Start of Exercise text
In a letter to Health and Human Services Secretary Xavier Becerra last month, U.S. Sen. John Kennedy, R-Madisonville, and U.S. Reps. Clay Higgins, R-Lafayette, and Garret Graves, R-Baton Rouge, joined 16 other congressional Republicans in criticizing the proposed rule. They called it an “arbitrary and capricious” attack that “is targeting pregnancy centers for their pro-life mission.”

Louisiana state Rep. Larry Bagley, R-Stonewall, signed a separate letter penned with state lawmakers from Missouri, Indiana, Ohio and Pennsylvania slamming the proposal, arguing that the rule could eliminate a large quantity of services the centers provide at low cost.

Abortion rights advocates, meanwhile, have signaled support for the rule change. Lift Louisiana submitted a public comment supporting the proposal. And in an interview, Erenberg said the rule presents a chance for the federal government to better scrutinize the outcomes of tax dollars being directed to poor families.

New trend in post-Roe landscape

After efforts sputtered last year to soften Louisiana’s abortion ban, how the state engages with crisis pregnancy centers could prove fertile ground for debate over the future of reproductive care, with lawmakers across the political spectrum proposing legislation dealing with the facilities.

Anti-abortion lawmakers have rallied behind efforts to support them.

In last year’s legislative session, Sen. Beth Mizell, R-Franklinton, carried a bill that created tax breaks for crisis pregnancy centers, arguing that the centers offer lifelines for pregnant women in rural pockets of the state. Outgoing Gov. John Bel Edwards, an anti-abortion Democrat, signed the bill in June.

Erenberg, the Lift Louisiana director, said crisis pregnancy centers appear to be “the only solution that the anti-abortion movement has offered up to the issue of forcing people to carry pregnancies to term” since Roe fell.

State Rep. Aimee Freeman, a pro-abortion rights New Orleans Democrat, introduced legislation in 2022 calling for a different approach than Mizell’s: more stringent standards for reporting the results of crisis pregnancy centers’ services, and the way they use federal tax dollars. 

"If the purpose (of the centers) is to produce healthy outcomes for all pregnancies, show that to me,” Freeman said.
End of Exercise text
Start of Information supplied
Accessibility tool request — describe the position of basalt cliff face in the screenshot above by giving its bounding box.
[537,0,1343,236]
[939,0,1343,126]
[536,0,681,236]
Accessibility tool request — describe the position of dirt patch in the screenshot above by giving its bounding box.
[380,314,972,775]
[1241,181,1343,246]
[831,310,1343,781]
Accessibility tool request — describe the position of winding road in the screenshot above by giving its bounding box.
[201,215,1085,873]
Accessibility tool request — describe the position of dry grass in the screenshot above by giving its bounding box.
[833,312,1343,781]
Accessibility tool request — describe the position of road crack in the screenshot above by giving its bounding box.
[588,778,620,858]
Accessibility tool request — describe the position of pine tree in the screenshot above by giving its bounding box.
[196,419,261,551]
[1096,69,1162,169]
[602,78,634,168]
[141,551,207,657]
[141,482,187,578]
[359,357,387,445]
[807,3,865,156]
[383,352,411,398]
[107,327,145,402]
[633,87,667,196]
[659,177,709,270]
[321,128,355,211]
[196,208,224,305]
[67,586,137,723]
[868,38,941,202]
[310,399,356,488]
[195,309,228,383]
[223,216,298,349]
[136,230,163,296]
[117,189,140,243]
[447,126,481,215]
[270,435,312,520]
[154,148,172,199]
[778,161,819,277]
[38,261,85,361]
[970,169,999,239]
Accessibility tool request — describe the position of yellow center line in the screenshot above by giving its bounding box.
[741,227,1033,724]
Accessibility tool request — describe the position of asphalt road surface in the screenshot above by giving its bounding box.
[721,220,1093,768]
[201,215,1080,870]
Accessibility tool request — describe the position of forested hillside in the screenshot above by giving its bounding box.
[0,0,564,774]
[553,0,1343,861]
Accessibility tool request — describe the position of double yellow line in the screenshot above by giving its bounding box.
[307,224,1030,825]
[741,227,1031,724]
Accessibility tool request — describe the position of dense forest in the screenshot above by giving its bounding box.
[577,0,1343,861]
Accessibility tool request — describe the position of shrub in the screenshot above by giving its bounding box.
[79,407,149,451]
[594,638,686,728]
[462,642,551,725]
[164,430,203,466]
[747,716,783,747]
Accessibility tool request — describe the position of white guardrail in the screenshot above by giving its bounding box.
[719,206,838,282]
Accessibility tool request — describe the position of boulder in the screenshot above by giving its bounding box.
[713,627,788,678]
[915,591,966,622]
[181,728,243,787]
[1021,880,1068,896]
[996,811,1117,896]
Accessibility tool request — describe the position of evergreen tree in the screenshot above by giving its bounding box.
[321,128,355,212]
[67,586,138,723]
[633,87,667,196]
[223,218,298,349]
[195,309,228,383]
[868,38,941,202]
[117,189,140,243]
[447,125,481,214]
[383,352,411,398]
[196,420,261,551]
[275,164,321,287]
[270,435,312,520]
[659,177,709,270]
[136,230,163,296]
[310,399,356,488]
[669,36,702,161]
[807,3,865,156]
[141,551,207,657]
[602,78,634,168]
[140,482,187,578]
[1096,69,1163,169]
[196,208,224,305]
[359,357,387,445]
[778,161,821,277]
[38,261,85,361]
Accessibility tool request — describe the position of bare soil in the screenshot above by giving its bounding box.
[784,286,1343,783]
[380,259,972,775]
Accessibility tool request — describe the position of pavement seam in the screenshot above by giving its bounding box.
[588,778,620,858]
End of Information supplied
### What to do:
a) In the article on Louisiana crisis pregnancy centers, rewrite the stretch from "Abortion rights advocates, meanwhile, have" through "with the facilities.", substituting "a focal point" for "fertile ground".
b) According to the article on Louisiana crisis pregnancy centers, who signed Sen. Beth Mizell's tax-break bill into law, and in what month?
c) Translate this sentence from the article on Louisiana crisis pregnancy centers into Spanish: "Lift Louisiana submitted a public comment supporting the proposal."

### Expected outputs:
a)
Abortion rights advocates, meanwhile, have signaled support for the rule change. Lift Louisiana submitted a public comment supporting the proposal. And in an interview, Erenberg said the rule presents a chance for the federal government to better scrutinize the outcomes of tax dollars being directed to poor families.

New trend in post-Roe landscape

After efforts sputtered last year to soften Louisiana’s abortion ban, how the state engages with crisis pregnancy centers could prove a focal point for debate over the future of reproductive care, with lawmakers across the political spectrum proposing legislation dealing with the facilities.

b) Outgoing Gov. John Bel Edwards signed it in June.

c) Lift Louisiana presentó un comentario público en apoyo de la propuesta.